◆ **WHAT YOU NEED TO DO**: The line containing "Would you please tag the lamp" marks where to begin; quote it and every line after it through the end of the data, exactly as written.

Coordinate annotation records:
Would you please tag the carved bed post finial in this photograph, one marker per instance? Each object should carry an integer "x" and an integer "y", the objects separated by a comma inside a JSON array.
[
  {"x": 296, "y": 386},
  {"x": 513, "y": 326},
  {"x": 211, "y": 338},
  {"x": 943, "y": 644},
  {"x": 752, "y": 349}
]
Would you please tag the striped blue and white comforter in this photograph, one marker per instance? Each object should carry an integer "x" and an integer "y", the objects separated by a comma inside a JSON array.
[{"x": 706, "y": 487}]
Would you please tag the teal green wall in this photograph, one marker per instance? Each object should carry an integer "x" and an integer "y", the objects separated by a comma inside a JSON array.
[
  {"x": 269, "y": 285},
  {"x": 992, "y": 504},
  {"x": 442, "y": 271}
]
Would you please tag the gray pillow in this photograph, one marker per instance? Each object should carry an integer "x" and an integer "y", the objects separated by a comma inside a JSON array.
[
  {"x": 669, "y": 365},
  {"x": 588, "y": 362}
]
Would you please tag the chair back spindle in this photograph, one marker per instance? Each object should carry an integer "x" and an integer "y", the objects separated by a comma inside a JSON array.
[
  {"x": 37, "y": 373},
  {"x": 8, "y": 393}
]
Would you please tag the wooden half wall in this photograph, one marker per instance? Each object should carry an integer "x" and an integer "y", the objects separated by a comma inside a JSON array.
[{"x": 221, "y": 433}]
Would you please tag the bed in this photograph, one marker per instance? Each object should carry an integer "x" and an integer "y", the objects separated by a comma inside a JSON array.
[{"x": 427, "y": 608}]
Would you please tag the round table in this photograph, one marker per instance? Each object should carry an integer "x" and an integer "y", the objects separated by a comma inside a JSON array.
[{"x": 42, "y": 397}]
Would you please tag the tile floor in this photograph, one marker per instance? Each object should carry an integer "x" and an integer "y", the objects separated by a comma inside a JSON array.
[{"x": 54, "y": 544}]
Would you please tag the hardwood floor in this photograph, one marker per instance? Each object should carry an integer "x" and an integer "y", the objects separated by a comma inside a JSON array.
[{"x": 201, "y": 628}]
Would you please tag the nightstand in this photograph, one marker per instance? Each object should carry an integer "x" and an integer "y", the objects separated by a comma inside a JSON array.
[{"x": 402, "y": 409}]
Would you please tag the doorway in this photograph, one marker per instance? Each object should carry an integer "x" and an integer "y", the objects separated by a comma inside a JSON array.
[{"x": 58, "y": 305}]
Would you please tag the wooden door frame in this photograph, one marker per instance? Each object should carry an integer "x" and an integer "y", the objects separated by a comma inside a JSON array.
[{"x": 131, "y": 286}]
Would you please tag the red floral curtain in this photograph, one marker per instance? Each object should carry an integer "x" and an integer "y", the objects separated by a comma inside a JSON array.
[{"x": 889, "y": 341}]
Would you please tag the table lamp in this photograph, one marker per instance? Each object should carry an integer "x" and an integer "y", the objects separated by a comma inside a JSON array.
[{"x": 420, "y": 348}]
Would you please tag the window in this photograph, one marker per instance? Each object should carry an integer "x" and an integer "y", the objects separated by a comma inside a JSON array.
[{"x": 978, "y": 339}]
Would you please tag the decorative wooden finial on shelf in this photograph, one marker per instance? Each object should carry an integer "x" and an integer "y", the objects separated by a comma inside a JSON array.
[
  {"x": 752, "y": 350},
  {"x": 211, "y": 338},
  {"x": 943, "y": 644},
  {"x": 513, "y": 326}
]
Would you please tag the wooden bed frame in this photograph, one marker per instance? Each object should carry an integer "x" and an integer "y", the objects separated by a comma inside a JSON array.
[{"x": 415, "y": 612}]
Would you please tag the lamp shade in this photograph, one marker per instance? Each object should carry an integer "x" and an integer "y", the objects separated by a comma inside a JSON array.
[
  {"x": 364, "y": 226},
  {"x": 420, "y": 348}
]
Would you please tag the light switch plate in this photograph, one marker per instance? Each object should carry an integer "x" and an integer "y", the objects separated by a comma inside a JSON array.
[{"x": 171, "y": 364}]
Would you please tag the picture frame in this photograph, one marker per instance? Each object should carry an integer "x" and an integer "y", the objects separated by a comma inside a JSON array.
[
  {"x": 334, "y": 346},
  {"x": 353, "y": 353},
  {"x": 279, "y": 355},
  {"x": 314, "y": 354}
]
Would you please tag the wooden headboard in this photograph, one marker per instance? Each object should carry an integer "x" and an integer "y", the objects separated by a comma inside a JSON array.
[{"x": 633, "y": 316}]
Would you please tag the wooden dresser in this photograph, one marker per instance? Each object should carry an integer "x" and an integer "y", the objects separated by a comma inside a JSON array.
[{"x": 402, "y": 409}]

◆ **OUTPUT BELOW**:
Would you please tag the lamp shade in this photograph, one marker per instance? Each object should carry an integer "x" and an integer "y", the objects separated by a comma inside a JSON array.
[
  {"x": 364, "y": 226},
  {"x": 420, "y": 348}
]
Would you please tag the light switch plate in this photograph, one marker per instance? Each object should carry an integer "x" and an integer "y", the objects separated by a comma inside a JSON array.
[{"x": 171, "y": 364}]
Would you please tag the picture frame in this photograph, one marker per instance? Each object should carry an integer "x" and an integer "y", the objects separated by a comma inside a JSON array.
[
  {"x": 334, "y": 346},
  {"x": 353, "y": 353},
  {"x": 279, "y": 355},
  {"x": 314, "y": 354}
]
Would you please tag the wooden headboard in this photograph, one marker per instance? Each object should carry an integer "x" and an integer "y", the objects separated by a comma inside a JSON array.
[{"x": 633, "y": 316}]
Would you please tag the wooden dresser in this photograph, one marker per instance? Each object should carry an integer "x" and an integer "y", the objects separated by a comma inside a JSON array.
[{"x": 402, "y": 409}]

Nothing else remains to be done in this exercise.